▶ _SET TASK_
Identify every line in the lines below that contains the string "dark" (case-sensitive), and copy each such line in full.

▶ _GIVEN ENTRIES_

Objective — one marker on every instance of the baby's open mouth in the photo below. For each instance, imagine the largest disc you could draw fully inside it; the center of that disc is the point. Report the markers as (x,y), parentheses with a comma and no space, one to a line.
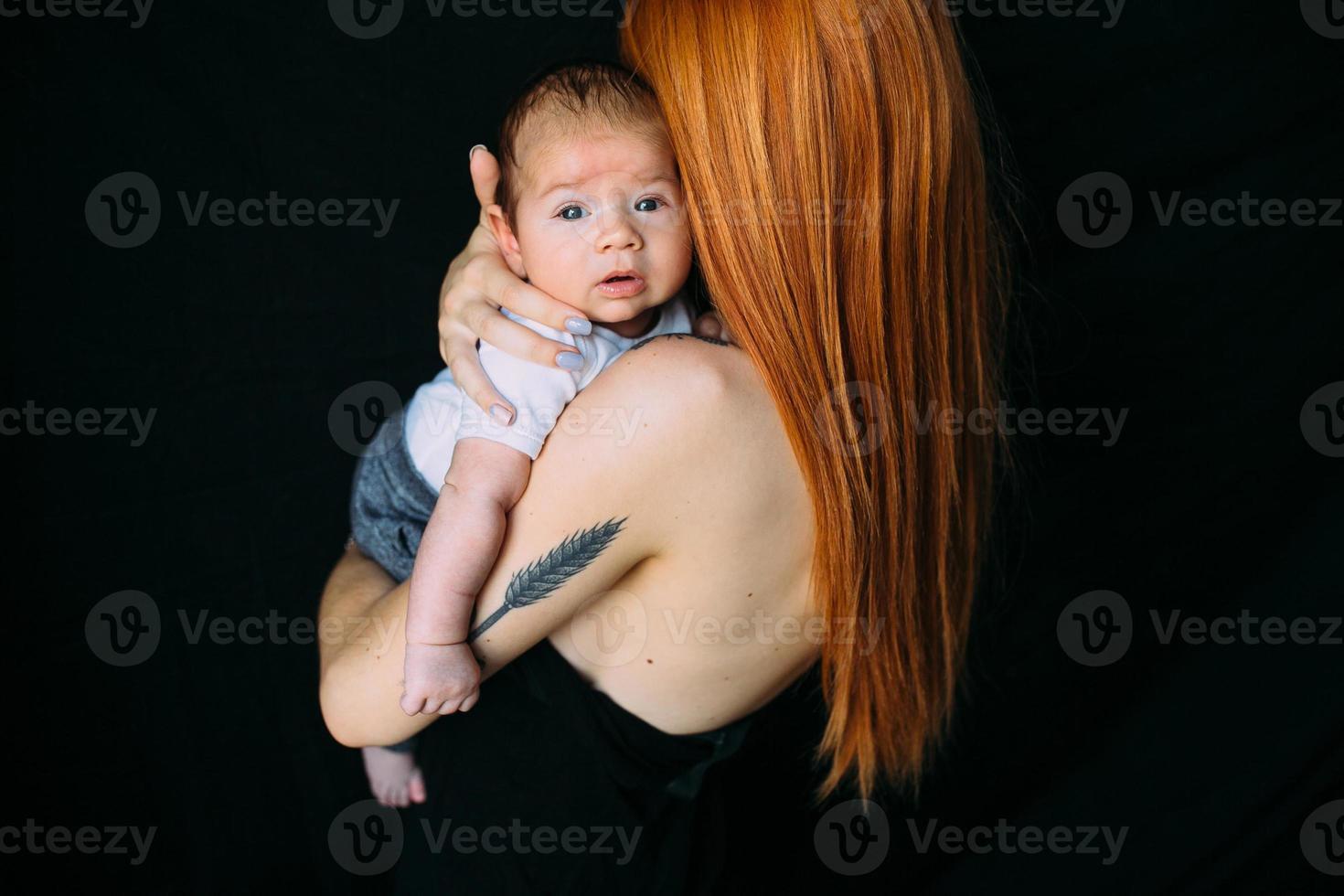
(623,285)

* * *

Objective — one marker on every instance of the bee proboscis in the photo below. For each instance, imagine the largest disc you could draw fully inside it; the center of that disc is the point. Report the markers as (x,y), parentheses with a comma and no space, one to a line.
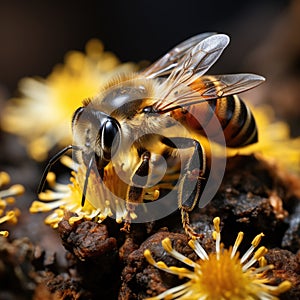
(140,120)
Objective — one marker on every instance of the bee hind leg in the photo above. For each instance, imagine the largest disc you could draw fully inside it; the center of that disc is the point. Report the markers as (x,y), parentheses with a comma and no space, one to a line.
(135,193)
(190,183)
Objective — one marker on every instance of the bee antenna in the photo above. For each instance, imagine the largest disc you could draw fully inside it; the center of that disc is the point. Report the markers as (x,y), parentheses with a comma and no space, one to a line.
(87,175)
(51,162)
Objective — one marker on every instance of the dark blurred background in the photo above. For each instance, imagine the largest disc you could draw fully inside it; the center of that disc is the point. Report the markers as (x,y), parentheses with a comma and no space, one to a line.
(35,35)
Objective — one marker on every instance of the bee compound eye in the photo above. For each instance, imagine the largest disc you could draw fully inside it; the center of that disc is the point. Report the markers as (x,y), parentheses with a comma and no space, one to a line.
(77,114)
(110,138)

▶ _WRITTEN SOLUTION_
Objective — one marker on every instance of the dark blurred background in the photo above. For each instance, imagine the largest disc you could draw fully inside it; the center of that disc is the point. Report the markers as (x,y), parentheses with a comma and no space, one to a line.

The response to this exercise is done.